• What this task involves
For every record here, output an exact copy.

• Record set
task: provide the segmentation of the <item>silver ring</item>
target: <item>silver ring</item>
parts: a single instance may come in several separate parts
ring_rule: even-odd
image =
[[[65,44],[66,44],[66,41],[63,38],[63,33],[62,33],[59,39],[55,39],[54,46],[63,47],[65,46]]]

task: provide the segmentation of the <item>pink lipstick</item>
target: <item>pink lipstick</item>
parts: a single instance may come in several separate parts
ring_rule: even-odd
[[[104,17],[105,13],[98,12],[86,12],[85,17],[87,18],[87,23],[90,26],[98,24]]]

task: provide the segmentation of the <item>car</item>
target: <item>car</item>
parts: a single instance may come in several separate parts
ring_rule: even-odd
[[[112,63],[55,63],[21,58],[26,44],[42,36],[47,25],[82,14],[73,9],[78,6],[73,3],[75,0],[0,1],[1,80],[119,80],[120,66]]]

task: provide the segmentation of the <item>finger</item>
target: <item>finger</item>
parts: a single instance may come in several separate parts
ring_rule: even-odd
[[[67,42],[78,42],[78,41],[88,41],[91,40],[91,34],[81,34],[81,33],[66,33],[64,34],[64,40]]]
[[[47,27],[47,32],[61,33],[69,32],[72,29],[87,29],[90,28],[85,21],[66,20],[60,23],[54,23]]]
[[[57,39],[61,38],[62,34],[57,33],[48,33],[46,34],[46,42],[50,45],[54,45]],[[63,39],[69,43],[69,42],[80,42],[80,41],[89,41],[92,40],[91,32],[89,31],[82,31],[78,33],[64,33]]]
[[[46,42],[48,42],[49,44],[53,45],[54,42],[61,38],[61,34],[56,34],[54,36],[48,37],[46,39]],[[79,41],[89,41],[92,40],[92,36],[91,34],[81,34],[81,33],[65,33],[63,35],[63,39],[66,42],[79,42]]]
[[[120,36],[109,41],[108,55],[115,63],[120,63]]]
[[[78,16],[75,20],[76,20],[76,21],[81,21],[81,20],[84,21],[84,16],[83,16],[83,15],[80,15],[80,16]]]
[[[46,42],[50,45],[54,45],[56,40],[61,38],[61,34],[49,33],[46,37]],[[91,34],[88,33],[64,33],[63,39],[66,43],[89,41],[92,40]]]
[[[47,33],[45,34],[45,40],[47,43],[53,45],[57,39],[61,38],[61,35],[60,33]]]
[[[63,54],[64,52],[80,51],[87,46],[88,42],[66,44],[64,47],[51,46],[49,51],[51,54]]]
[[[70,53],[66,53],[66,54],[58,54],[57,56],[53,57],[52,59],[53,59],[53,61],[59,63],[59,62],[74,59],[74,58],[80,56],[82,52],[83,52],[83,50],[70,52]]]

• Expected answer
task: provide the segmentation of the <item>silver ring</item>
target: <item>silver ring</item>
parts: a single instance may come in several separate parts
ring_rule: even-odd
image =
[[[65,44],[66,44],[66,41],[63,38],[63,33],[62,33],[59,39],[55,39],[54,46],[63,47],[65,46]]]

task: provide the segmentation of the <item>pink lipstick</item>
target: <item>pink lipstick</item>
parts: a single instance may come in several separate parts
ring_rule: even-odd
[[[104,17],[105,13],[98,12],[86,12],[85,17],[87,18],[87,23],[90,26],[98,24]]]

task: provide the segmentation of the <item>car</item>
target: <item>car</item>
parts: a single instance may come in several separate parts
ring_rule: even-odd
[[[112,63],[55,63],[21,58],[26,44],[42,36],[47,25],[82,14],[73,9],[78,6],[73,3],[75,0],[0,1],[1,80],[119,80],[120,66]]]

task: provide the segmentation of the <item>finger</item>
target: <item>finger</item>
parts: a single instance may come in several separate parts
ring_rule: even-odd
[[[67,42],[78,42],[78,41],[88,41],[91,40],[91,34],[81,34],[81,33],[66,33],[64,34],[64,40]]]
[[[47,27],[47,32],[61,33],[69,32],[72,29],[87,29],[90,28],[85,21],[66,20],[60,23],[54,23]]]
[[[57,39],[61,38],[62,34],[57,33],[48,33],[46,34],[46,42],[50,45],[54,45]],[[63,39],[69,43],[69,42],[80,42],[80,41],[89,41],[92,40],[91,32],[89,31],[82,31],[78,33],[64,33]]]
[[[46,42],[48,42],[49,44],[53,45],[54,42],[61,38],[61,34],[56,34],[54,36],[48,37],[46,39]],[[79,41],[89,41],[92,40],[92,36],[91,34],[81,34],[81,33],[65,33],[63,35],[63,39],[66,42],[79,42]]]
[[[120,36],[109,41],[108,55],[115,63],[120,63]]]
[[[78,16],[75,20],[76,20],[76,21],[81,21],[81,20],[84,21],[84,16],[83,16],[83,15],[80,15],[80,16]]]
[[[46,42],[50,45],[54,45],[56,40],[61,38],[61,34],[49,33],[46,37]],[[91,34],[88,33],[64,33],[63,39],[66,43],[89,41],[92,40]]]
[[[47,33],[45,34],[45,40],[47,43],[53,45],[57,39],[61,38],[61,35],[60,33]]]
[[[63,54],[64,52],[80,51],[87,46],[88,42],[66,44],[64,47],[51,46],[49,51],[51,54]]]
[[[70,53],[66,53],[66,54],[58,54],[57,56],[53,57],[52,59],[53,59],[53,61],[59,63],[59,62],[74,59],[74,58],[80,56],[82,52],[83,52],[83,50],[70,52]]]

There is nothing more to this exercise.